WORK TASK:
Nothing but the entries, copied exactly, should appear in the response.

Dataset excerpts:
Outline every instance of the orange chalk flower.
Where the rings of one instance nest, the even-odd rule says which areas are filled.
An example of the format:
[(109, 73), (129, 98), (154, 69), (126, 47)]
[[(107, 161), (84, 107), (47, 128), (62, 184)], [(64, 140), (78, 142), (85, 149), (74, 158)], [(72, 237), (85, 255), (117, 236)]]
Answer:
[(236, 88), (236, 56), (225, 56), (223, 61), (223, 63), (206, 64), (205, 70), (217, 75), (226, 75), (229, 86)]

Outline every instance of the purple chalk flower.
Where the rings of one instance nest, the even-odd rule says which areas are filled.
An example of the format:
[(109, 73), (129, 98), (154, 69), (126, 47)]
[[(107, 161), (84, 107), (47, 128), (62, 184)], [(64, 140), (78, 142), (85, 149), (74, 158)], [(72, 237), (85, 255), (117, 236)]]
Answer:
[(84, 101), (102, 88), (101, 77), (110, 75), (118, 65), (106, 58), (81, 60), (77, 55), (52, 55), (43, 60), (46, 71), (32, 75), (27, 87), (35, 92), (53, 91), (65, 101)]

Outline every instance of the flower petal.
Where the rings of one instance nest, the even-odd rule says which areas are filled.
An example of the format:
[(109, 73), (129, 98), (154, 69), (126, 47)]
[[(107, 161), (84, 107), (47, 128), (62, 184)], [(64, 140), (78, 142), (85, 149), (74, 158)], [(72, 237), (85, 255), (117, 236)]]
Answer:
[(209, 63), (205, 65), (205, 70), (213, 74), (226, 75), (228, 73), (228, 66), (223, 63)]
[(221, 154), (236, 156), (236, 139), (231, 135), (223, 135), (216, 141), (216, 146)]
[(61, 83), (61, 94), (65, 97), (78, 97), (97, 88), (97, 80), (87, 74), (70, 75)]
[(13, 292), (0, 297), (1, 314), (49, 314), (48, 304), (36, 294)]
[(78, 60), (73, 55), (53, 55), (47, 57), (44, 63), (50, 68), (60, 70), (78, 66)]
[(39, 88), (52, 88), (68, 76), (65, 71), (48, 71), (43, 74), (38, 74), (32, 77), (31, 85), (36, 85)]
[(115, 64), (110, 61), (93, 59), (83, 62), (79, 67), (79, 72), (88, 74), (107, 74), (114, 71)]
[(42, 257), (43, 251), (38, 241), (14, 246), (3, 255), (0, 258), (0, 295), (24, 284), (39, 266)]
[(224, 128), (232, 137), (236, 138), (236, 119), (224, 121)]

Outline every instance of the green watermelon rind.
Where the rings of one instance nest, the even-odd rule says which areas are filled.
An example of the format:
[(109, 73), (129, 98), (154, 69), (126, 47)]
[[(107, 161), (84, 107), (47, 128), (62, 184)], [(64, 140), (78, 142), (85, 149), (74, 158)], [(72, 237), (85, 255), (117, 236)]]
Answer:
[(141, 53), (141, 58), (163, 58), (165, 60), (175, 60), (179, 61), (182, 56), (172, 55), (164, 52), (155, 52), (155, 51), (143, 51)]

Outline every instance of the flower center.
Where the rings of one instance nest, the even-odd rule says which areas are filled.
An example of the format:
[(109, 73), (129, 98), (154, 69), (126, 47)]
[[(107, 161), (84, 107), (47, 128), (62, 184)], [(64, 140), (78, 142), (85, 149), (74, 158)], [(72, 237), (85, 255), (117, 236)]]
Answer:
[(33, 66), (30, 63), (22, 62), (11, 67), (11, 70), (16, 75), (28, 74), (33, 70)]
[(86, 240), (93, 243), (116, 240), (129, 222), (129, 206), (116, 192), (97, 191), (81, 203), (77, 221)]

RESULT OF THE EXERCISE:
Outline every instance of the orange chalk flower.
Where the rings of one instance nest, the even-odd rule says which areas are filled.
An example of the format:
[(109, 73), (129, 98), (154, 69), (126, 47)]
[[(107, 161), (84, 107), (47, 128), (62, 184)], [(64, 140), (78, 142), (85, 149), (74, 158)], [(72, 237), (85, 255), (117, 236)]]
Answer:
[(236, 88), (236, 56), (225, 56), (223, 61), (223, 63), (206, 64), (205, 70), (217, 75), (226, 75), (229, 86)]

Outline every instance of the purple chalk flower.
Where the rings of one instance nest, the even-odd rule says which areas are filled.
An example of the format:
[(109, 73), (129, 98), (154, 69), (126, 47)]
[[(107, 161), (84, 107), (47, 128), (62, 184)], [(64, 140), (78, 142), (85, 149), (74, 158)], [(72, 237), (85, 255), (117, 236)]]
Answer:
[(84, 101), (102, 88), (101, 77), (110, 75), (118, 65), (106, 58), (81, 60), (77, 55), (52, 55), (43, 60), (46, 71), (32, 75), (27, 87), (35, 92), (53, 91), (65, 101)]

Outline every instance of the flower petal.
Where the rings of one instance nest, the even-odd rule says which areas are filled.
An example of the format:
[(109, 73), (129, 98), (154, 69), (126, 47)]
[[(107, 161), (84, 107), (47, 128), (62, 184)], [(64, 140), (78, 142), (85, 149), (74, 158)], [(72, 237), (85, 255), (117, 236)]]
Answer:
[(209, 63), (205, 65), (205, 70), (213, 74), (226, 75), (228, 73), (228, 66), (223, 63)]
[(221, 154), (236, 156), (236, 139), (231, 135), (223, 135), (216, 141), (216, 146)]
[(61, 83), (61, 94), (65, 97), (78, 97), (97, 88), (97, 80), (87, 74), (70, 75)]
[(13, 292), (0, 297), (1, 314), (49, 314), (48, 304), (36, 294)]
[(78, 60), (73, 55), (53, 55), (47, 57), (44, 63), (50, 68), (60, 70), (78, 66)]
[(39, 88), (52, 88), (68, 76), (65, 71), (48, 71), (43, 74), (38, 74), (32, 77), (31, 85), (36, 85)]
[(115, 64), (110, 61), (93, 59), (83, 62), (79, 67), (79, 72), (88, 74), (107, 74), (114, 71)]
[(42, 257), (43, 251), (38, 241), (14, 246), (3, 255), (0, 258), (0, 295), (24, 284), (39, 266)]
[(224, 128), (232, 137), (236, 138), (236, 119), (224, 121)]

Outline every instance of the green watermelon rind.
Where the rings of one instance nest, the even-odd rule says which areas are filled.
An example of the format:
[(109, 73), (129, 98), (154, 69), (126, 47)]
[[(107, 161), (84, 107), (47, 128), (62, 184)], [(64, 140), (78, 142), (85, 149), (74, 158)], [(72, 237), (85, 255), (117, 236)]]
Answer:
[(141, 53), (141, 58), (163, 58), (165, 60), (175, 60), (179, 61), (182, 56), (172, 55), (164, 52), (155, 52), (155, 51), (143, 51)]

Outline every instance of the flower center.
Where the rings of one instance nest, the even-odd rule says which areas are filled.
An example of the format:
[(109, 73), (129, 98), (154, 69), (126, 47)]
[[(107, 161), (84, 107), (47, 128), (62, 184)], [(64, 140), (78, 142), (85, 149), (74, 158)], [(72, 237), (85, 255), (117, 236)]]
Answer:
[(33, 66), (30, 63), (22, 62), (11, 67), (11, 70), (16, 75), (28, 74), (33, 70)]
[(86, 240), (93, 243), (116, 240), (129, 222), (129, 206), (116, 192), (97, 191), (81, 203), (77, 221)]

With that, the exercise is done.